Consigne A: Reprenez mot pour mot le passage de l'extrait sur les rituels qui va de « C’est là que » jusqu'à « de soulager l’anxiété. ».
Consigne B: D'après l'extrait sur les rituels, pourquoi ceux-ci procurent-ils un sentiment de contrôle alors qu'ils n'ont aucune influence directe sur le monde physique ? Répondez en une à trois phrases.

Extrait proposé:
C’est là que le rituel entre en jeu.

Les rituels sont très structurés. Ils exigent de la rigidité, et doivent toujours être exécutés de la « bonne » façon. Et ils impliquent la répétition : Les mêmes actions sont effectuées encore et encore. En d’autres termes, ils sont prévisibles.

Donc, même s’ils n’ont aucune influence directe sur le monde physique, les rituels procurent un sentiment de contrôle en imposant un ordre au chaos de la vie quotidienne.

Il importe peu que ce sentiment de contrôle soit illusoire. Ce qui compte, c’est qu’il s’agit d’un moyen efficace de soulager l’anxiété.

C’est ce que nous avons constaté dans deux études qui seront bientôt publiées. À l’île Maurice, nous avons vu que les hindous ressentaient moins d’anxiété après avoir accompli les rituels du temple, ce que nous avons mesuré à l’aide de moniteurs de fréquence cardiaque. Et aux États-Unis, nous avons constaté que les étudiants juifs qui assistaient à un plus grand nombre de rituels de groupe présentaient des niveaux plus faibles de cortisol, l’hormone du stress.

Les rituels procurent une connexion

Les rituels collectifs nécessitent une coordination. Lorsque des personnes se réunissent pour effectuer une cérémonie de groupe, elles peuvent s’habiller de la même façon, se déplacer de manière synchrone ou chanter à l’unisson. Et en agissant comme un seul homme, ils se sentent comme un seul homme.

Lorsque les gens se réunissent pour un rituel, ils établissent plus de confiance les uns envers les autres. Neal Schneider?flickr

En effet, mes collègues et moi avons constaté que le mouvement coordonné fait que les gens se font davantage confiance, et augmente même la libération de neurotransmetteurs associés à la création de liens.

Les données:
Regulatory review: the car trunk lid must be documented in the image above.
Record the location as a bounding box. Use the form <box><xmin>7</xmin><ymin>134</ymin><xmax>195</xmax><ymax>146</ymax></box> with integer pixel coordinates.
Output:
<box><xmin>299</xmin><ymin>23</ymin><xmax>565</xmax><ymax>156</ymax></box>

Réponse attendue A:
C’est là que le rituel entre en jeu.

Les rituels sont très structurés. Ils exigent de la rigidité, et doivent toujours être exécutés de la « bonne » façon. Et ils impliquent la répétition : Les mêmes actions sont effectuées encore et encore. En d’autres termes, ils sont prévisibles.

Donc, même s’ils n’ont aucune influence directe sur le monde physique, les rituels procurent un sentiment de contrôle en imposant un ordre au chaos de la vie quotidienne.

Il importe peu que ce sentiment de contrôle soit illusoire. Ce qui compte, c’est qu’il s’agit d’un moyen efficace de soulager l’anxiété.

Réponse attendue B: Les rituels sont très structurés, rigides et répétitifs, donc prévisibles. Ils imposent ainsi un ordre au chaos de la vie quotidienne, ce qui donne un sentiment de contrôle, même illusoire.